__Problem requirements__: Reproduce the listing below word for word, keeping every line unchanged.

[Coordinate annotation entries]
---+---

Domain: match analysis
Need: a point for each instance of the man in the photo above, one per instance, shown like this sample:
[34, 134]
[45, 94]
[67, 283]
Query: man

---+---

__Response to the task__:
Domain: match analysis
Need: a point for each instance of the man in the photo above, one per instance, shown like this sample:
[34, 134]
[45, 94]
[67, 283]
Query: man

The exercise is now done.